INFORMATION
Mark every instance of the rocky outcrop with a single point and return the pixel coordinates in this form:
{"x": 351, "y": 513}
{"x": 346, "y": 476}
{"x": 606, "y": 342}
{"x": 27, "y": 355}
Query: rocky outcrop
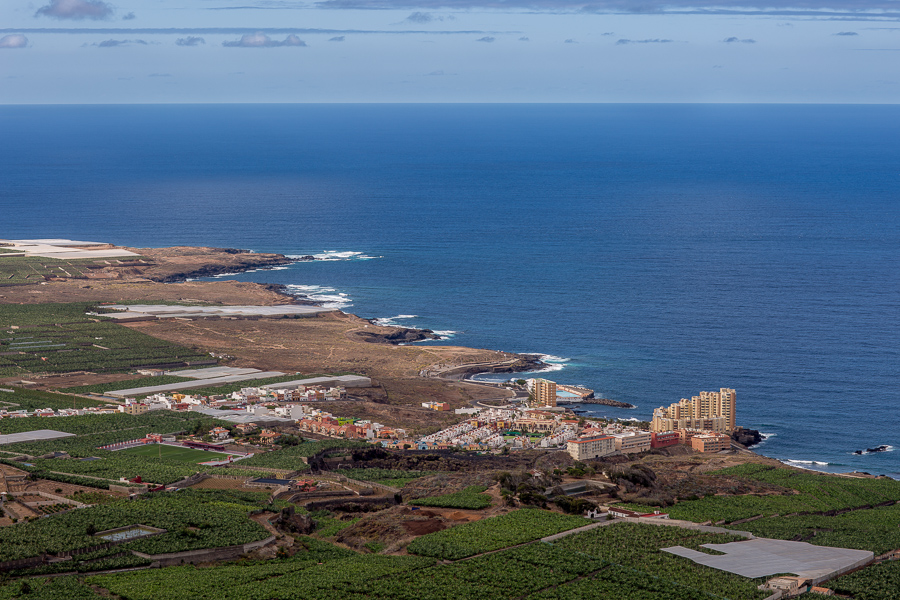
{"x": 242, "y": 261}
{"x": 397, "y": 335}
{"x": 746, "y": 437}
{"x": 606, "y": 402}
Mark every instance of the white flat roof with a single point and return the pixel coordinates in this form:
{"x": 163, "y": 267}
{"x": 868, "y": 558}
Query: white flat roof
{"x": 32, "y": 436}
{"x": 213, "y": 372}
{"x": 345, "y": 380}
{"x": 164, "y": 311}
{"x": 760, "y": 557}
{"x": 65, "y": 249}
{"x": 187, "y": 385}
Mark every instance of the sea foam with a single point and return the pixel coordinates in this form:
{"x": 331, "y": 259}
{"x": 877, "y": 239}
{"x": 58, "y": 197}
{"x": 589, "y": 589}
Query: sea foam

WHAT IS BEING ASKED
Without the pictures, write out the whole listing exactly as it appears.

YOUR SOLUTION
Mark every instance of the rocky outcrop with a single point and return the pixel coordinates in this form:
{"x": 351, "y": 513}
{"x": 346, "y": 476}
{"x": 606, "y": 342}
{"x": 27, "y": 355}
Query: rocky outcrop
{"x": 242, "y": 261}
{"x": 397, "y": 335}
{"x": 746, "y": 437}
{"x": 606, "y": 402}
Mark every instance of the white flat roof with a single point and return the pixel coordinates in this form:
{"x": 163, "y": 267}
{"x": 868, "y": 558}
Query: white flat roof
{"x": 32, "y": 436}
{"x": 213, "y": 372}
{"x": 345, "y": 380}
{"x": 164, "y": 311}
{"x": 760, "y": 557}
{"x": 65, "y": 249}
{"x": 187, "y": 385}
Mark every instance of the sea foam with a single point and return the pixel coordinates in this form:
{"x": 331, "y": 259}
{"x": 877, "y": 239}
{"x": 58, "y": 197}
{"x": 589, "y": 589}
Query: sea foam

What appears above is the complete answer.